Can you reproduce, word for word, the lines of the records below, beginning with the line that contains "of the dirt" and continuing through the line that contains "column 43, row 155", with both of those lines included?

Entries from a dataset
----
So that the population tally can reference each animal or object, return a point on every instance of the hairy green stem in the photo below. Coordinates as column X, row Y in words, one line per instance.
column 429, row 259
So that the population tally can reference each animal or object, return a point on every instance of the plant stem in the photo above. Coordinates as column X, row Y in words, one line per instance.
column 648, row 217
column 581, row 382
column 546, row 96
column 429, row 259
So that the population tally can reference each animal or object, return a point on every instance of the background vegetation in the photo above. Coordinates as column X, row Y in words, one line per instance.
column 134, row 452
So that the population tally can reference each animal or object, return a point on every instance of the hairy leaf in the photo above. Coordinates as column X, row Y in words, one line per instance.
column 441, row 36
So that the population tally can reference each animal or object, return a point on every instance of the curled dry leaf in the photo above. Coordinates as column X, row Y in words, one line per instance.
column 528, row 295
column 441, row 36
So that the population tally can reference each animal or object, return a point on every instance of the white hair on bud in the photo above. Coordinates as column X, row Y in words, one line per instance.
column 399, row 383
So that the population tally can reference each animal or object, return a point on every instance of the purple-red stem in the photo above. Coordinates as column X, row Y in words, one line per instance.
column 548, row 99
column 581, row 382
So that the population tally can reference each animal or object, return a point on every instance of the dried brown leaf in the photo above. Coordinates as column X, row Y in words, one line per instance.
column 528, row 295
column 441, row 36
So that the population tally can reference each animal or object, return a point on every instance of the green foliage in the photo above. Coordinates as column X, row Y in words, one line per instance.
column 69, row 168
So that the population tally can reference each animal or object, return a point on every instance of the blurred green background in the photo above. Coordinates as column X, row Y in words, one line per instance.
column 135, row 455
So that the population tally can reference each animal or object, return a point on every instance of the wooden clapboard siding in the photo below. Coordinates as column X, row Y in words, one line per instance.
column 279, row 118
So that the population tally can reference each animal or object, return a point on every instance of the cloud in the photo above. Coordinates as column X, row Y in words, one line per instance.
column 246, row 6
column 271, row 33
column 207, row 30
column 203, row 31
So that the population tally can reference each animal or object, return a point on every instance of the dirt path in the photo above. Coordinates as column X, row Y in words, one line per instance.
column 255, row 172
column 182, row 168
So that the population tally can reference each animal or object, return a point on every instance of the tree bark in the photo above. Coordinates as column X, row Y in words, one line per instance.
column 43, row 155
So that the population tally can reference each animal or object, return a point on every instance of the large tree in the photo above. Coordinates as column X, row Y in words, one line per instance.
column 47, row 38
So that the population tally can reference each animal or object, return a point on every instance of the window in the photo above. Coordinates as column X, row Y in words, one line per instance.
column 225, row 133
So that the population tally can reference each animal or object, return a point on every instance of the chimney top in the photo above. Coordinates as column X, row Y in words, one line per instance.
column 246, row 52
----
● **TASK SOLUTION**
So that the population tally can reference each animal or object, return a point on every instance of the dirt path in the photo above. Coordinates as column X, row Y in words, one line per instance.
column 255, row 172
column 182, row 168
So that the population tally can reference each animal or object, return a point on every instance of the tree bark in the photo above. Coordinates as column X, row Y in words, one line per instance.
column 43, row 155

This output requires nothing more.